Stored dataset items
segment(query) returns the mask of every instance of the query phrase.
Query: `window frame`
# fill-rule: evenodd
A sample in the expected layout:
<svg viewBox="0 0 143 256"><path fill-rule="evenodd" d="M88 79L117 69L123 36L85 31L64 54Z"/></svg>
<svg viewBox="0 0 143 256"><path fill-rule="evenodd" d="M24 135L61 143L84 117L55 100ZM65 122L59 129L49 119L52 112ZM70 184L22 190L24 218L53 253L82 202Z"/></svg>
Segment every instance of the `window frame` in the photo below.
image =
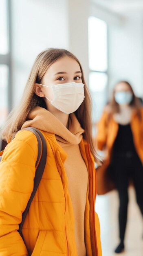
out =
<svg viewBox="0 0 143 256"><path fill-rule="evenodd" d="M7 54L0 54L0 65L5 65L8 68L7 81L8 110L9 113L11 110L12 105L12 88L11 82L11 3L10 1L6 0L7 11L7 40L8 52Z"/></svg>

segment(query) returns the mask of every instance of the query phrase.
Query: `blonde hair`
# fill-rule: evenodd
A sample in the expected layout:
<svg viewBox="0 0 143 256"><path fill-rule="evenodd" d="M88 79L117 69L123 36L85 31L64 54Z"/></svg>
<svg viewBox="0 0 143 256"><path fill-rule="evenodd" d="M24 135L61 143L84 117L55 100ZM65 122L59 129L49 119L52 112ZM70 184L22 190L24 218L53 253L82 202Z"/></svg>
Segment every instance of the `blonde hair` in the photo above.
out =
<svg viewBox="0 0 143 256"><path fill-rule="evenodd" d="M35 83L41 83L42 78L49 67L59 58L68 56L79 63L82 73L82 80L84 83L84 100L75 113L81 127L85 130L84 138L90 145L90 149L97 162L99 162L93 145L92 135L91 100L85 82L81 65L77 58L68 51L64 49L50 48L41 52L36 58L30 72L19 106L9 114L7 121L0 130L0 138L9 143L15 133L20 130L27 120L29 113L36 106L46 108L42 98L34 92ZM99 161L100 162L100 161Z"/></svg>

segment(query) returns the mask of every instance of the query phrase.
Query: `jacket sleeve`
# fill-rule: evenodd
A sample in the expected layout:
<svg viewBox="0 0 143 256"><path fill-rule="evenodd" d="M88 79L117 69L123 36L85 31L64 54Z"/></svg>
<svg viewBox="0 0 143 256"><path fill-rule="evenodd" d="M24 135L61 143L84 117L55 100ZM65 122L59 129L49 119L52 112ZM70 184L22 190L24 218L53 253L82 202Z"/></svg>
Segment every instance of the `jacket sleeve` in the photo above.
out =
<svg viewBox="0 0 143 256"><path fill-rule="evenodd" d="M107 117L108 113L104 111L97 123L96 140L97 147L99 150L103 150L106 146L107 140Z"/></svg>
<svg viewBox="0 0 143 256"><path fill-rule="evenodd" d="M28 252L17 230L33 188L37 142L31 132L20 131L6 147L0 163L0 256Z"/></svg>

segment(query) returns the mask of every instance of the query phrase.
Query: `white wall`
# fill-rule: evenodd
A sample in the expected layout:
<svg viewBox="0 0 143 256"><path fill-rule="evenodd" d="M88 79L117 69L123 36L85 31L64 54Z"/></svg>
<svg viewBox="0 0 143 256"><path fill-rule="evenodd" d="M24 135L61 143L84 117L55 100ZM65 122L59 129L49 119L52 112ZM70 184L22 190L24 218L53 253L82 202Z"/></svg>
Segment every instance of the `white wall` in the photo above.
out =
<svg viewBox="0 0 143 256"><path fill-rule="evenodd" d="M46 48L64 48L75 54L88 80L89 4L89 0L11 0L13 106L35 58Z"/></svg>
<svg viewBox="0 0 143 256"><path fill-rule="evenodd" d="M120 26L109 27L109 84L128 81L143 97L143 19L127 17Z"/></svg>
<svg viewBox="0 0 143 256"><path fill-rule="evenodd" d="M11 0L13 105L19 100L37 55L46 48L68 48L66 2Z"/></svg>

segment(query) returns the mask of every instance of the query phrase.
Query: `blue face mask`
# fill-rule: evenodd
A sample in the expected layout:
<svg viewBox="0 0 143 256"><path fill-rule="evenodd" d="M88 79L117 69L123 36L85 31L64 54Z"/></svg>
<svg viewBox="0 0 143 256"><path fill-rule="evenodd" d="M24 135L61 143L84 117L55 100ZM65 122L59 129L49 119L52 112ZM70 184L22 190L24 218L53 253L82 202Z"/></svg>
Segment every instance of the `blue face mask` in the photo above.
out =
<svg viewBox="0 0 143 256"><path fill-rule="evenodd" d="M116 102L120 105L129 104L132 99L133 94L131 92L121 91L115 92L114 97Z"/></svg>

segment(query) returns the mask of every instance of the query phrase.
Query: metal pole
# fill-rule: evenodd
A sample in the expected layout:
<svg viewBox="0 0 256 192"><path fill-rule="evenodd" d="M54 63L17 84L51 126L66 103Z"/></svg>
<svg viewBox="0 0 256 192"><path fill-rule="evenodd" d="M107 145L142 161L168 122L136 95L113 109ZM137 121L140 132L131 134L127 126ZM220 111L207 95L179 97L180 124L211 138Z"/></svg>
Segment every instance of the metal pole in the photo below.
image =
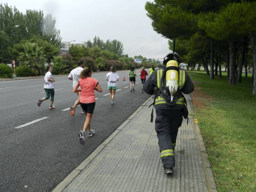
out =
<svg viewBox="0 0 256 192"><path fill-rule="evenodd" d="M173 52L175 52L175 38L173 39Z"/></svg>

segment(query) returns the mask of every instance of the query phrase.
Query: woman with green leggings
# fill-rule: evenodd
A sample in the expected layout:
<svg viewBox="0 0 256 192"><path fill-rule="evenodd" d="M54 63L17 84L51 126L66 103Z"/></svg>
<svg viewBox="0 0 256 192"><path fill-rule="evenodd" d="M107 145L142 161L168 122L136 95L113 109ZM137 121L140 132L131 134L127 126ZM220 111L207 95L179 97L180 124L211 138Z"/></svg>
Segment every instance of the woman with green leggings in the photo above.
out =
<svg viewBox="0 0 256 192"><path fill-rule="evenodd" d="M44 88L46 96L41 99L39 99L38 101L37 105L38 107L41 106L41 104L43 101L48 99L51 96L49 109L54 109L55 108L55 106L52 104L54 101L54 88L52 82L55 82L55 80L54 78L52 78L52 72L53 70L53 68L51 65L48 65L46 67L45 75L44 80Z"/></svg>

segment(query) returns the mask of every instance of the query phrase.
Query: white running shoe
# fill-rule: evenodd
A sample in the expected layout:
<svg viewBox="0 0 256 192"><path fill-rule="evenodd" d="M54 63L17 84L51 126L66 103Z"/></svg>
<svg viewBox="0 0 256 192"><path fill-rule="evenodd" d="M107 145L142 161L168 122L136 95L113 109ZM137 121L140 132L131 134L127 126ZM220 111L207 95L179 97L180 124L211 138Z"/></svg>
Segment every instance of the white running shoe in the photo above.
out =
<svg viewBox="0 0 256 192"><path fill-rule="evenodd" d="M94 134L95 132L93 129L91 129L90 131L87 131L87 135L88 137L92 137L92 135Z"/></svg>

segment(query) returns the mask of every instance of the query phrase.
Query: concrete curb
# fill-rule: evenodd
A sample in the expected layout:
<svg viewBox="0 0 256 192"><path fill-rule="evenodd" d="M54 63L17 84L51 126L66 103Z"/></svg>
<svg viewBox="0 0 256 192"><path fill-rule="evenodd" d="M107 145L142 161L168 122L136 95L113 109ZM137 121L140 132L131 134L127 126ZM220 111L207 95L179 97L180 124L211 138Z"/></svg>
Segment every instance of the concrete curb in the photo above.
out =
<svg viewBox="0 0 256 192"><path fill-rule="evenodd" d="M150 97L149 97L150 98ZM57 185L56 187L52 191L53 192L59 192L62 191L67 187L77 176L80 173L83 171L86 166L89 165L91 161L98 155L103 150L105 146L113 138L114 138L124 126L128 123L140 111L143 107L143 105L149 101L148 99L136 111L130 116L128 119L125 120L94 151L87 157L85 160L83 162L78 166L74 169L68 174L62 182Z"/></svg>
<svg viewBox="0 0 256 192"><path fill-rule="evenodd" d="M211 167L211 165L208 159L208 155L206 153L206 150L204 146L204 143L203 140L198 123L197 122L197 119L195 119L195 117L193 116L192 117L194 119L195 122L194 124L196 132L196 137L199 143L200 153L203 160L204 169L204 170L205 177L207 181L207 185L208 186L209 192L217 192L217 188L215 184L215 181L214 180L214 177L213 177L212 168Z"/></svg>

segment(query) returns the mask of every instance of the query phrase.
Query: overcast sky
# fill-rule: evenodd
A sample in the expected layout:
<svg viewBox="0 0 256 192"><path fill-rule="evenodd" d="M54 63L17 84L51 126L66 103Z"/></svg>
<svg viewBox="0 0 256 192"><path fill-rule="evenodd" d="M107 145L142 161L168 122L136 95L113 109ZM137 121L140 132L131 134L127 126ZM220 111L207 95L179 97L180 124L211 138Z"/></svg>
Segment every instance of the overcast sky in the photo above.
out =
<svg viewBox="0 0 256 192"><path fill-rule="evenodd" d="M99 36L121 42L124 54L163 58L169 51L168 39L153 29L146 14L146 0L0 0L20 11L40 10L51 13L62 41L79 43ZM150 1L152 1L152 0Z"/></svg>

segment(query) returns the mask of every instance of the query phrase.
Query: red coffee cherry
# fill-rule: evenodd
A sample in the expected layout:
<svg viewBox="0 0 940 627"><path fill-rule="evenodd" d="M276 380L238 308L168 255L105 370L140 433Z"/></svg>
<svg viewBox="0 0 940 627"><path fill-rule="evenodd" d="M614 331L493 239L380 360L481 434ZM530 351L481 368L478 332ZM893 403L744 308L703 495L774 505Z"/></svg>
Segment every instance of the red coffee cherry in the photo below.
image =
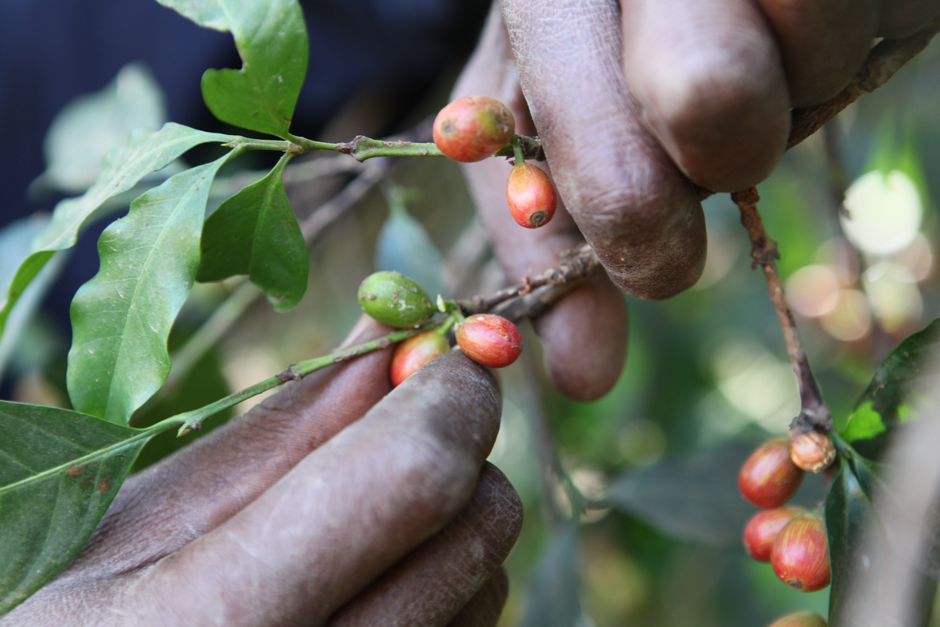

To do
Write out the entries word for word, from the very start through the line that contains "83L41 83L42 78L49". Leave the pictures out of your copy.

Correct result
segment(query) returns the mask of every instance of the query phrase.
Query: `window frame`
# fill-rule: evenodd
A sample in the expected layout:
<svg viewBox="0 0 143 256"><path fill-rule="evenodd" d="M88 79L117 69L123 36L85 31L64 54Z"/></svg>
<svg viewBox="0 0 143 256"><path fill-rule="evenodd" d="M24 135L61 143L84 117L55 100ZM65 122L59 129L49 119L52 112ZM70 184L22 190L24 218L53 253L82 202Z"/></svg>
Segment every instance of the `window frame` in the photo below.
image =
out =
<svg viewBox="0 0 143 256"><path fill-rule="evenodd" d="M7 54L0 54L0 65L5 65L8 68L7 81L8 110L9 113L11 110L12 105L12 88L11 82L11 3L10 1L6 0L7 11L7 40L8 52Z"/></svg>

segment(query) returns the mask of every instance of the query phrase.
Query: `blonde hair`
# fill-rule: evenodd
A sample in the expected layout:
<svg viewBox="0 0 143 256"><path fill-rule="evenodd" d="M88 79L117 69L123 36L85 31L64 54Z"/></svg>
<svg viewBox="0 0 143 256"><path fill-rule="evenodd" d="M24 135L61 143L84 117L55 100ZM65 122L59 129L49 119L52 112ZM70 184L22 190L24 218L53 253L82 202Z"/></svg>
Segment every instance of the `blonde hair` in the photo above.
out =
<svg viewBox="0 0 143 256"><path fill-rule="evenodd" d="M35 83L41 83L42 78L49 67L59 58L68 56L79 63L82 73L82 80L84 83L84 100L75 113L81 127L85 130L84 138L90 145L90 149L97 162L99 162L93 145L92 135L91 100L85 82L81 65L77 58L68 51L64 49L50 48L41 52L36 58L30 72L19 106L9 114L7 121L0 130L0 138L9 143L15 133L20 130L27 120L29 113L36 106L46 108L42 98L34 92ZM99 161L100 162L100 161Z"/></svg>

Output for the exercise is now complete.